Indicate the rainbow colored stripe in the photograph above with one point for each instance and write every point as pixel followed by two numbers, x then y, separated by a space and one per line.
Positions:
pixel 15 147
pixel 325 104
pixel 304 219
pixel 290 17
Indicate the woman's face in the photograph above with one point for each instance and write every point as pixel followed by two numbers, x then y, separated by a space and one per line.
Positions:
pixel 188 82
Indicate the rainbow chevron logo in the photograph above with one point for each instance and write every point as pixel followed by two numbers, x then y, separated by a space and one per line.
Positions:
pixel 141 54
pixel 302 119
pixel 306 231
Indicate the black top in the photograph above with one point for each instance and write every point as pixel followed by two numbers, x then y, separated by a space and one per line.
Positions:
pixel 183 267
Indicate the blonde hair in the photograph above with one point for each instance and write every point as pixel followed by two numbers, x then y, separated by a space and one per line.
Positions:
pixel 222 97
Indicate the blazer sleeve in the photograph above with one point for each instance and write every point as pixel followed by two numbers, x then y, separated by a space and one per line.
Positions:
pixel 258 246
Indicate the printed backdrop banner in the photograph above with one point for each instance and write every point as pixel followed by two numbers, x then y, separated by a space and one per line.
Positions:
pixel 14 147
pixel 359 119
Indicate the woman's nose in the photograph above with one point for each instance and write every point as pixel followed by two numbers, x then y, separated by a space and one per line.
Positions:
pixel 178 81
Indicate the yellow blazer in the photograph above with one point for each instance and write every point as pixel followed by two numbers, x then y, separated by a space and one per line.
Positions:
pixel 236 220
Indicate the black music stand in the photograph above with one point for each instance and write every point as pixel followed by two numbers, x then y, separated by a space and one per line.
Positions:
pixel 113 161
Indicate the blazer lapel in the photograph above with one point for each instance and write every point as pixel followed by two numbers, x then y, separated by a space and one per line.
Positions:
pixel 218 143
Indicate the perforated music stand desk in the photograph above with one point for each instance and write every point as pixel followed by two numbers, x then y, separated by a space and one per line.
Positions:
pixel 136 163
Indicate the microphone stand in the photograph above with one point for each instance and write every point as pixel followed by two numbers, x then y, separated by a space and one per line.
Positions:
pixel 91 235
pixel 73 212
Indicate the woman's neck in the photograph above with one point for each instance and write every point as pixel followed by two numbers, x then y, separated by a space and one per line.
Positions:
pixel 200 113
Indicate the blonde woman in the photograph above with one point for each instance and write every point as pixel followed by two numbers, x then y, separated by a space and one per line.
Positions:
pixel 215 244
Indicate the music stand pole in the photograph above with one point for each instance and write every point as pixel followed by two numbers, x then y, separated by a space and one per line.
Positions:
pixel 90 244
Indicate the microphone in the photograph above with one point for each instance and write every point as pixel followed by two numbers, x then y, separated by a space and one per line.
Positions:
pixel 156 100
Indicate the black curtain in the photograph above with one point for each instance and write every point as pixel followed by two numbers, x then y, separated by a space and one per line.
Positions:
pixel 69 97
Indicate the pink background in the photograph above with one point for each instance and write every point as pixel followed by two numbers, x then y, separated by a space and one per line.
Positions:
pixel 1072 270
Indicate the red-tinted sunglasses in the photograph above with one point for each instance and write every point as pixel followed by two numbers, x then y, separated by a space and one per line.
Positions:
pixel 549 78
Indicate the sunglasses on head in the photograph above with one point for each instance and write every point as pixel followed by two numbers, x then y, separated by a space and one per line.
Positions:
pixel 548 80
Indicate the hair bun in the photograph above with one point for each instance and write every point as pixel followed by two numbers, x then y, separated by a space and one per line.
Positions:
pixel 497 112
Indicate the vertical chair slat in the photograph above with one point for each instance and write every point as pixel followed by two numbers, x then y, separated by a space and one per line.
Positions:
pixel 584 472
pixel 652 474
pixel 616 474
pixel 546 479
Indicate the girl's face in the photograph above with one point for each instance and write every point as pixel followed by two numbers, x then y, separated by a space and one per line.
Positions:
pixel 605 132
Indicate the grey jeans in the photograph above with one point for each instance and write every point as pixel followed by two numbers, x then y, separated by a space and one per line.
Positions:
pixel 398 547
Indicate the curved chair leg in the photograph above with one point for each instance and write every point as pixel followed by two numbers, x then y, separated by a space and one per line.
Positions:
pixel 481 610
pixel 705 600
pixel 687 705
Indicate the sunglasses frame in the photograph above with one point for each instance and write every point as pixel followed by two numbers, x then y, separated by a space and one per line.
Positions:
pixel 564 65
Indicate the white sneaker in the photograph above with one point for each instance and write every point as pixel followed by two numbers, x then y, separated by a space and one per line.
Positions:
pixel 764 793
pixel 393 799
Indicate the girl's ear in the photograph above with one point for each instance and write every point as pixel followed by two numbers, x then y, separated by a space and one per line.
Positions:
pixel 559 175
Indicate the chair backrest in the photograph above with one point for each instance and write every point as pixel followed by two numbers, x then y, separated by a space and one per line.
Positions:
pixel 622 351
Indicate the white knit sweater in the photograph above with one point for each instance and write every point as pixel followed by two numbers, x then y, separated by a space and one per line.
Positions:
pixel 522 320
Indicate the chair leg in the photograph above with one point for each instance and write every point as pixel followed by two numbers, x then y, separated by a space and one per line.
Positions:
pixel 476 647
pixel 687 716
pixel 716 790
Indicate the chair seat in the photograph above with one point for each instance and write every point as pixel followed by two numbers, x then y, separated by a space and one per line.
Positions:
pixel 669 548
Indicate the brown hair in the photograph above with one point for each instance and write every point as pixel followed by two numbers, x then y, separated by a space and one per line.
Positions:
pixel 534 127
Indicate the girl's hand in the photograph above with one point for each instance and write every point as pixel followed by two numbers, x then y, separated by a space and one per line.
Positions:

....

Short problem ::
Could you rewrite all the entries above, swapping every "photograph" for "image" and leaving everything else unchanged?

Exercise response ::
Indicate the rainbow colored stripe in the image above with one point for each instance and write every point as pixel followed by two numbers, x then y, separated by a space and one per line.
Positions:
pixel 15 147
pixel 325 104
pixel 304 219
pixel 290 17
Indicate the woman's face in the image above with one point for each instance and write every point as pixel followed by two numbers, x then y, separated by a space and one per line.
Positions:
pixel 188 82
Indicate the rainbow chevron logo in the image above with one point for each instance and write every point as pixel followed by two numbers, x then y, separated by a space and one per line.
Positions:
pixel 141 54
pixel 302 119
pixel 306 231
Indicate the black top in the image above with one point for each instance and write every point as pixel followed by two numbers, x then y, separated by a space and one per line.
Positions:
pixel 183 267
Indicate the blonde hair in the image above with one point for each instance and write every point as pixel followed by two numbers, x then y, separated by a space and one per line.
Positions:
pixel 222 97
Indicate the blazer sleeve in the image above with one point for each instance and write every point as pixel followed by two numbers, x then y, separated by a space and one per line.
Positions:
pixel 258 246
Indicate the printed backdrop banner in the image above with one point for each instance and write every point as pixel followed by two numbers, x then y, separated by a space and one per line.
Positions:
pixel 14 147
pixel 359 119
Indicate the woman's nose in the image above with one point for each instance and write every point as pixel followed by two numbers, x then y, separated by a space and one per line.
Positions:
pixel 178 81
Indicate the yellow blazer in the image above with one point for each instance and write every point as pixel followed by two numbers, x then y, separated by a space and one per line.
Positions:
pixel 236 220
Indicate the black music stand in the image above with one point for each instance and write every point as pixel followed by two numbers, x then y, separated by a space and one per line.
Positions:
pixel 113 161
Indicate the blazer lapel in the image above with one point for each instance and write every point as pixel followed by two numbers, x then y, separated by a space and one per line.
Positions:
pixel 218 143
Indicate the perforated music stand desk in the image above with one point for each instance and write every point as pixel followed by two numbers, x then y, separated by a space and one per line.
Positions:
pixel 136 163
Indicate the microphone stand in the image above with one point for each instance and write every point as pixel followed by two numbers, x then y, separated by a space and one per line.
Positions:
pixel 91 235
pixel 73 212
Indicate the woman's neck in the image above with one point for each instance and write every point as pixel followed by two numbers, x then y, separated by a space and one per line.
Positions:
pixel 200 113
Indicate the blonde woman in the image above with one point for each instance and write every point as pixel followed by two numbers, x then y, separated by a space and one per line.
Positions:
pixel 215 244
Indicate the music stand pole in the image above with one point for each instance and write every point as pixel followed by two numbers, x then y, separated by a space and one per line.
Positions:
pixel 90 244
Indicate the microphone in the image above with one point for each instance and write every point as pixel followed by two numbers, x then y, separated by a space and one per line.
Positions:
pixel 156 100
Indicate the black curtain in the image above with one point for each instance and write every point as pixel followed by two numbers, x then y, separated by a space and one per line.
Positions:
pixel 69 97
Indicate the pink background in the image above with one point for each instance and write every point as pixel followed by two numbers, x then y, separated by a space and one per line.
Positions:
pixel 1072 270
Indicate the red-tinted sunglasses in the image above with one point for each instance and write every point as pixel followed by two numbers, x then y, separated by a space and one per line.
Positions:
pixel 549 78
Indicate the sunglasses on head in the image above with one point for each instance and write every point as pixel followed by two numbers, x then y, separated by a space and one per line.
Positions:
pixel 548 80
Indicate the hair bun in the image above with one point for each instance and write every point as pixel followed by two numbers, x then y, separated by a space and one per line.
Positions:
pixel 497 112
Indicate the vertical chair slat in the image above with one point for each instance and write every point as pixel followed by two numbers, x then y, separated by a space and one per line.
Positions:
pixel 584 472
pixel 652 474
pixel 616 474
pixel 546 479
Indicate the girl's face in the image above with one point for each instance and write every point as pixel followed by two numbers, x then y, separated by a space and one per line.
Positions:
pixel 605 132
Indicate the grey jeans in the image above with one point for each instance and write every point as pixel followed by two numbers, x then y, separated by a space and one per line.
Positions:
pixel 398 547
Indicate the curved chair leg in the image above with one point for each instance and write every point as pixel followed by two numbers, x then y, separated by a space and one per line.
Positions:
pixel 481 610
pixel 705 600
pixel 687 705
Indicate the sunglasses frame in the image above with one point for each instance and write every point as pixel followed by two numbers, x then y, separated by a space and one per line.
Positions:
pixel 564 65
Indicate the white sneaker in the image above with one point for each instance and write every point as pixel followed by two numbers, x then y, separated by a space and one per line.
Positions:
pixel 764 793
pixel 393 799
Indicate the girl's ear in the image above with one point for each instance and write every point as pixel followed by two numbers, x then y, separated by a space and one per line.
Positions:
pixel 559 175
Indicate the chair backrest in the image above with one point for each instance and write every point as pixel followed by two numbers, x then y, separated by a space and one per line.
Positions:
pixel 622 351
Indicate the white knit sweater in the image above with one point for each instance and write every point as pixel followed by two numbers, x then y, separated by a space and one per line.
Positions:
pixel 522 320
Indicate the chair leg in the image above with one point for each instance and write every point as pixel followed by two numbers, x then y, separated by a space and one per line.
Positions:
pixel 476 647
pixel 687 716
pixel 716 790
Indicate the chair seat in the image above with one point for each instance and write every point as pixel followed by two numbers, x then y, separated by a space and one per line.
Positions:
pixel 669 548
Indicate the brown hair in the image above with one point for each instance and write every point as pixel followed by two numbers, x then y, separated by a space and one per line.
Positions:
pixel 534 127
Indicate the girl's hand in the image above with one point for each instance and write every point as pixel followed by two numbers, x then y, separated by a space and one per line.
Positions:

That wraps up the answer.